◆ YOUR TASK ◆
Search each line below for "dark", then return the lines where it appears.

◆ Referring expression grounding data ◆
-- Opening Marker --
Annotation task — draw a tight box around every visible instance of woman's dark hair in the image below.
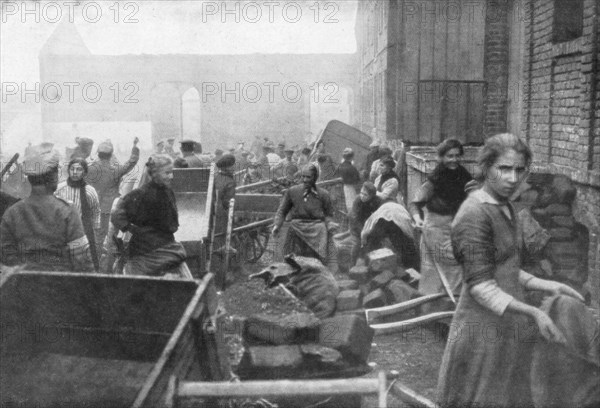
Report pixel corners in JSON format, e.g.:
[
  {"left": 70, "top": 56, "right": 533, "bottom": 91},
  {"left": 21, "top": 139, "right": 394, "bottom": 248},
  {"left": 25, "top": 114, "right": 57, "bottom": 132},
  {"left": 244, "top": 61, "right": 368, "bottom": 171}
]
[
  {"left": 380, "top": 156, "right": 396, "bottom": 169},
  {"left": 437, "top": 138, "right": 464, "bottom": 157},
  {"left": 301, "top": 147, "right": 312, "bottom": 155},
  {"left": 379, "top": 147, "right": 393, "bottom": 157},
  {"left": 477, "top": 133, "right": 532, "bottom": 177},
  {"left": 67, "top": 158, "right": 88, "bottom": 176}
]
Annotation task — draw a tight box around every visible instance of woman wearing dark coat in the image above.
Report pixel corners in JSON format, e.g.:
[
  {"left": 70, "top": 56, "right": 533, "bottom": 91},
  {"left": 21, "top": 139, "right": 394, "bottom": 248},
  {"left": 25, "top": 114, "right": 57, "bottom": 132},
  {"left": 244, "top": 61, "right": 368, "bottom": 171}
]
[
  {"left": 409, "top": 139, "right": 472, "bottom": 296},
  {"left": 111, "top": 154, "right": 186, "bottom": 276}
]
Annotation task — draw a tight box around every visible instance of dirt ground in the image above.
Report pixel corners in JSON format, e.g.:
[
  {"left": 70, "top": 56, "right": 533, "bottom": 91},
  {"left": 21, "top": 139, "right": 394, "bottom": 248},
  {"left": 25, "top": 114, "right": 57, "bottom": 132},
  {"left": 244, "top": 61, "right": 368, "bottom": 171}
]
[{"left": 220, "top": 259, "right": 447, "bottom": 407}]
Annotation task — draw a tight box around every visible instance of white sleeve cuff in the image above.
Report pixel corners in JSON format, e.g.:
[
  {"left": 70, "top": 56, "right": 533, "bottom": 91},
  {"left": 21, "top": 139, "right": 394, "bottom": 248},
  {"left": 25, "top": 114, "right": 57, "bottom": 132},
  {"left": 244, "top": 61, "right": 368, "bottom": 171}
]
[{"left": 469, "top": 280, "right": 514, "bottom": 316}]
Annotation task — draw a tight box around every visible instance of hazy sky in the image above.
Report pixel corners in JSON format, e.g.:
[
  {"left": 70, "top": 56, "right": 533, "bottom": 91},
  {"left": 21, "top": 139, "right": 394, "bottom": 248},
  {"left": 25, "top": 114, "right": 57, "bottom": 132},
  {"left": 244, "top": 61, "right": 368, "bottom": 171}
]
[{"left": 1, "top": 0, "right": 358, "bottom": 83}]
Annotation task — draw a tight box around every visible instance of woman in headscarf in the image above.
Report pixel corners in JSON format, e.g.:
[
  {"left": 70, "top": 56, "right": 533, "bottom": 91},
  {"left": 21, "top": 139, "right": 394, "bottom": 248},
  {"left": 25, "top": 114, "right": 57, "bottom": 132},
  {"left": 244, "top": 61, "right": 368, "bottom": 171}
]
[
  {"left": 272, "top": 164, "right": 337, "bottom": 263},
  {"left": 55, "top": 158, "right": 101, "bottom": 270},
  {"left": 111, "top": 154, "right": 187, "bottom": 277},
  {"left": 409, "top": 139, "right": 472, "bottom": 296}
]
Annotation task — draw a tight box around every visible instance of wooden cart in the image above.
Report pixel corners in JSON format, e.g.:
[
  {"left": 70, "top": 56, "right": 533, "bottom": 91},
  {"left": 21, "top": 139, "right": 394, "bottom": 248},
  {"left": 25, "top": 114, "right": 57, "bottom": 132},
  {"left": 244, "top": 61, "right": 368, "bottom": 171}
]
[
  {"left": 0, "top": 271, "right": 229, "bottom": 408},
  {"left": 171, "top": 166, "right": 215, "bottom": 277}
]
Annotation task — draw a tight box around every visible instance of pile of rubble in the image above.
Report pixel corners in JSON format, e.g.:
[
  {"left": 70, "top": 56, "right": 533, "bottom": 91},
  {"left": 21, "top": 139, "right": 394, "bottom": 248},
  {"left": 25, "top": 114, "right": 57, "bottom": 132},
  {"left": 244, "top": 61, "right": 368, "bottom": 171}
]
[
  {"left": 236, "top": 312, "right": 373, "bottom": 380},
  {"left": 516, "top": 173, "right": 590, "bottom": 298},
  {"left": 235, "top": 255, "right": 375, "bottom": 381},
  {"left": 340, "top": 248, "right": 420, "bottom": 312}
]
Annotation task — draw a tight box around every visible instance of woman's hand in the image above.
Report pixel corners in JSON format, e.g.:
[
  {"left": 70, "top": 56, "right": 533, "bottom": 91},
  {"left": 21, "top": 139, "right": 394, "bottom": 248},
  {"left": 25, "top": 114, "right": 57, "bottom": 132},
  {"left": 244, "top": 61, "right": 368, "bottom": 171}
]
[
  {"left": 544, "top": 281, "right": 585, "bottom": 302},
  {"left": 534, "top": 309, "right": 566, "bottom": 344}
]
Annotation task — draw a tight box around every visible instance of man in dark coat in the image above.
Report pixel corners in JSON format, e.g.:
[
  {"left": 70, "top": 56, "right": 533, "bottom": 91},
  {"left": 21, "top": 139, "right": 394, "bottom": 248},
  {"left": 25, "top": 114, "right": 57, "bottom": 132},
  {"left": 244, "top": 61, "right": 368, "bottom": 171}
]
[
  {"left": 1, "top": 144, "right": 93, "bottom": 271},
  {"left": 86, "top": 137, "right": 140, "bottom": 255},
  {"left": 212, "top": 154, "right": 237, "bottom": 288},
  {"left": 214, "top": 154, "right": 237, "bottom": 234},
  {"left": 179, "top": 140, "right": 204, "bottom": 167}
]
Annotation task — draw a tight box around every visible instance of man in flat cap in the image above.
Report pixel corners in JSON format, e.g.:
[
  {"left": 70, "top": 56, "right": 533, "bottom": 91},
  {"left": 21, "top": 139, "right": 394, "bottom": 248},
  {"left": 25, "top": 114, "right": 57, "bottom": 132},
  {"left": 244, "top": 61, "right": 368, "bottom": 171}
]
[
  {"left": 0, "top": 144, "right": 93, "bottom": 271},
  {"left": 86, "top": 137, "right": 140, "bottom": 256},
  {"left": 179, "top": 139, "right": 204, "bottom": 168},
  {"left": 164, "top": 137, "right": 178, "bottom": 159},
  {"left": 338, "top": 147, "right": 361, "bottom": 211},
  {"left": 214, "top": 154, "right": 237, "bottom": 232},
  {"left": 155, "top": 140, "right": 165, "bottom": 154},
  {"left": 276, "top": 142, "right": 286, "bottom": 159},
  {"left": 193, "top": 141, "right": 213, "bottom": 166},
  {"left": 272, "top": 147, "right": 296, "bottom": 178}
]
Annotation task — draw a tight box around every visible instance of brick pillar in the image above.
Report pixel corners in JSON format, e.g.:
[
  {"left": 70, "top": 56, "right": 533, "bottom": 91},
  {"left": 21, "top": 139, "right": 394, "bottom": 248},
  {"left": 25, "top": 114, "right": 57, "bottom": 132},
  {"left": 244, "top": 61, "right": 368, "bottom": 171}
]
[{"left": 484, "top": 0, "right": 510, "bottom": 136}]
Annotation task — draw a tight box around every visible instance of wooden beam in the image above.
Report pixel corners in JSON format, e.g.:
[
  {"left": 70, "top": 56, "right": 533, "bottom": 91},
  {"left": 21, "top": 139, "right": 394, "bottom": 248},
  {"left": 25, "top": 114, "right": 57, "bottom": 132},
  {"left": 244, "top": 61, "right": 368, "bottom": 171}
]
[
  {"left": 366, "top": 293, "right": 449, "bottom": 322},
  {"left": 370, "top": 311, "right": 454, "bottom": 335},
  {"left": 177, "top": 376, "right": 383, "bottom": 399},
  {"left": 389, "top": 381, "right": 439, "bottom": 408}
]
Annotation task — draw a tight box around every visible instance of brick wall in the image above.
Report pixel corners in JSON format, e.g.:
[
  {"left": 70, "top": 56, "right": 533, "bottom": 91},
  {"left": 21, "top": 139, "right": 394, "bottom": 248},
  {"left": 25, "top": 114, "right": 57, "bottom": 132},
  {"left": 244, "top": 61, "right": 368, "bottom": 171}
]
[
  {"left": 484, "top": 0, "right": 510, "bottom": 135},
  {"left": 523, "top": 0, "right": 600, "bottom": 306}
]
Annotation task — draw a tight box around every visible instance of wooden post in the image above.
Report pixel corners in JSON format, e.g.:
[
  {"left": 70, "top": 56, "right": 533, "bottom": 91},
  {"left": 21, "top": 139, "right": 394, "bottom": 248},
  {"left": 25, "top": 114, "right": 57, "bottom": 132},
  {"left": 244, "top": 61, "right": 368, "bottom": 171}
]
[{"left": 223, "top": 198, "right": 235, "bottom": 287}]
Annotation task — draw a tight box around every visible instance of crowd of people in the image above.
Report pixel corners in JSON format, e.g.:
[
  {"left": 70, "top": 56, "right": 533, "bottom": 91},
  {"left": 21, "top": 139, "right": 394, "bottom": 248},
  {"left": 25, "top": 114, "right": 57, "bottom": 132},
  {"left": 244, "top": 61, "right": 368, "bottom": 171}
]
[{"left": 0, "top": 131, "right": 597, "bottom": 408}]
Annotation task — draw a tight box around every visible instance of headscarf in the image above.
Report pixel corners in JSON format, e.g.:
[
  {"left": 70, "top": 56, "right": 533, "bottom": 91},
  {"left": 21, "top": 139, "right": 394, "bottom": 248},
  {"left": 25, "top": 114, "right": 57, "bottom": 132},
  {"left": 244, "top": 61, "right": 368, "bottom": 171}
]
[
  {"left": 301, "top": 164, "right": 319, "bottom": 200},
  {"left": 67, "top": 158, "right": 98, "bottom": 270}
]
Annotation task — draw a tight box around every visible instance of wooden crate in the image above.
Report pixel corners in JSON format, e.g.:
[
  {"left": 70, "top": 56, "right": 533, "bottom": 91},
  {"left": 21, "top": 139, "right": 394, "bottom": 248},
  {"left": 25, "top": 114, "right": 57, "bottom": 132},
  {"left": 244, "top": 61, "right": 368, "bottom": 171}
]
[{"left": 0, "top": 271, "right": 223, "bottom": 408}]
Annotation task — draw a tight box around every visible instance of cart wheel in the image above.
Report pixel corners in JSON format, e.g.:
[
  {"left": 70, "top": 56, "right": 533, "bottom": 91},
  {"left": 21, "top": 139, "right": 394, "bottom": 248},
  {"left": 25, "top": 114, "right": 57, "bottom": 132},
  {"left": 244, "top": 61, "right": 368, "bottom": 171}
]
[{"left": 242, "top": 226, "right": 270, "bottom": 263}]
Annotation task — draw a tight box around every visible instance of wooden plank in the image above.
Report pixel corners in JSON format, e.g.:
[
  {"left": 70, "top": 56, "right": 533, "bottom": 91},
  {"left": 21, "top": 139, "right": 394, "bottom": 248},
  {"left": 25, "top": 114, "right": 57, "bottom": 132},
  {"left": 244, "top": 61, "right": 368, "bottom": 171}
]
[
  {"left": 370, "top": 311, "right": 455, "bottom": 335},
  {"left": 446, "top": 7, "right": 461, "bottom": 80},
  {"left": 390, "top": 381, "right": 439, "bottom": 408},
  {"left": 365, "top": 293, "right": 449, "bottom": 322},
  {"left": 470, "top": 5, "right": 485, "bottom": 80},
  {"left": 132, "top": 273, "right": 214, "bottom": 408},
  {"left": 402, "top": 1, "right": 421, "bottom": 142},
  {"left": 433, "top": 6, "right": 447, "bottom": 80},
  {"left": 419, "top": 6, "right": 434, "bottom": 80},
  {"left": 178, "top": 377, "right": 382, "bottom": 398}
]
-- Closing Marker --
◆ ANSWER TO THE EXERCISE ◆
Annotation task — draw a tight box around every visible instance of woman's dark hair in the image below.
Annotation task — draw a tight box around every visible instance of woman wearing dark coat in the image above.
Annotation task — draw a tight box around every visible instance of man in dark coat in the image above.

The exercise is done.